** What is required **
Please quote the material exactly, every line of it.

>> Start Supplied records

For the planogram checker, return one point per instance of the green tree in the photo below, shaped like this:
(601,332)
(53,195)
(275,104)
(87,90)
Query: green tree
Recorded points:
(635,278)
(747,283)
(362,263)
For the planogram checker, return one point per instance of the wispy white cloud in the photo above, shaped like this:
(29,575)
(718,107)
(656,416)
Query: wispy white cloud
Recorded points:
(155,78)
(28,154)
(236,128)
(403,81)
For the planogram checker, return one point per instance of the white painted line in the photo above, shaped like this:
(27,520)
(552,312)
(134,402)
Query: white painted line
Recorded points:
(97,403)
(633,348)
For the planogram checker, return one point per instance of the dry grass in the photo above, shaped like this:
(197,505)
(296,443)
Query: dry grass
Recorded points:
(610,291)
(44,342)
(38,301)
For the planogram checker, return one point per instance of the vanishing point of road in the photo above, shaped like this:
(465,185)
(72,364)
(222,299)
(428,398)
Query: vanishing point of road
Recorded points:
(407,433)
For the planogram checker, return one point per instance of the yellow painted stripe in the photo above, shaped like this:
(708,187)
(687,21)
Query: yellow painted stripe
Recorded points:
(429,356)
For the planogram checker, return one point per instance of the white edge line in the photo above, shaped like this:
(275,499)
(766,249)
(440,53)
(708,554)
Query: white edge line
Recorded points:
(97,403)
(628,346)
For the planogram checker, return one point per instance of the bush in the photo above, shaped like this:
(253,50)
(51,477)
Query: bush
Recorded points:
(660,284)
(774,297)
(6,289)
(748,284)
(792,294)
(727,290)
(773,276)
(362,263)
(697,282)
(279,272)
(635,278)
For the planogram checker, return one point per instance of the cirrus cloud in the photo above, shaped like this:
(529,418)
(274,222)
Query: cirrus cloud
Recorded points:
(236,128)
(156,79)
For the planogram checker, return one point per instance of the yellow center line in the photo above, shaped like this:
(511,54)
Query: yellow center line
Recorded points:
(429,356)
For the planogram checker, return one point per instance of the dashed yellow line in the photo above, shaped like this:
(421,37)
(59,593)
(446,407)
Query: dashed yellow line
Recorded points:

>> End Supplied records

** Result **
For the planogram checker, return one point per instance of the green tree in the photo below, shaped like this:
(601,332)
(53,195)
(275,104)
(87,90)
Query: green tree
Recorded points:
(635,278)
(747,283)
(362,263)
For the planogram checker, return one point per instance of the wispy white cloud in the photo above, shaped like this:
(29,575)
(718,107)
(656,416)
Query: wispy white cloud
Recorded points:
(155,78)
(28,154)
(236,128)
(403,81)
For the planogram checker, return one point per instance of the white painted line in the photo above, shaped like this:
(27,520)
(552,312)
(134,402)
Query: white painted line
Recorded points:
(97,403)
(633,348)
For the planogram checker, return one point per instance of the dry grass in the photo above, shaped like this:
(197,505)
(296,443)
Query: dry grass
Recorded points:
(610,291)
(44,342)
(38,301)
For the planogram checker, return one point per instance of the vanishing point of road in the photo above, shaped like this:
(465,185)
(72,364)
(222,299)
(428,398)
Query: vanishing point of road
Recorded points:
(407,433)
For the planogram checker, return one point per instance of the yellow painted stripe in the photo above, shaped like this:
(708,187)
(687,21)
Query: yellow painted stripe
Recorded points:
(429,356)
For the planogram checker, return one point per instance of the white edge line in the photo above, shaped like this:
(275,499)
(766,249)
(440,53)
(708,554)
Query: white edge line
Recorded points:
(97,403)
(628,346)
For the planogram checker, return one point per instance of the bush in the photo above, shaped like this:
(253,50)
(51,477)
Query: bush
Recorded points:
(660,284)
(774,297)
(6,289)
(748,284)
(792,294)
(727,290)
(773,276)
(362,263)
(697,282)
(279,272)
(635,278)
For the planogram checker, return one point per instance of the cirrus cloud in the photo above, shaped like this:
(529,418)
(274,222)
Query: cirrus cloud
Recorded points:
(236,128)
(156,79)
For the planogram checker, return one point per instance of the yellow center line in the photo above, shaped like this:
(511,54)
Query: yellow center line
Recorded points:
(429,356)
For the planogram checker, return one point per instance of the dashed yellow line in the photo above, shaped like this:
(421,37)
(59,593)
(446,407)
Query: dashed yellow line
Recorded points:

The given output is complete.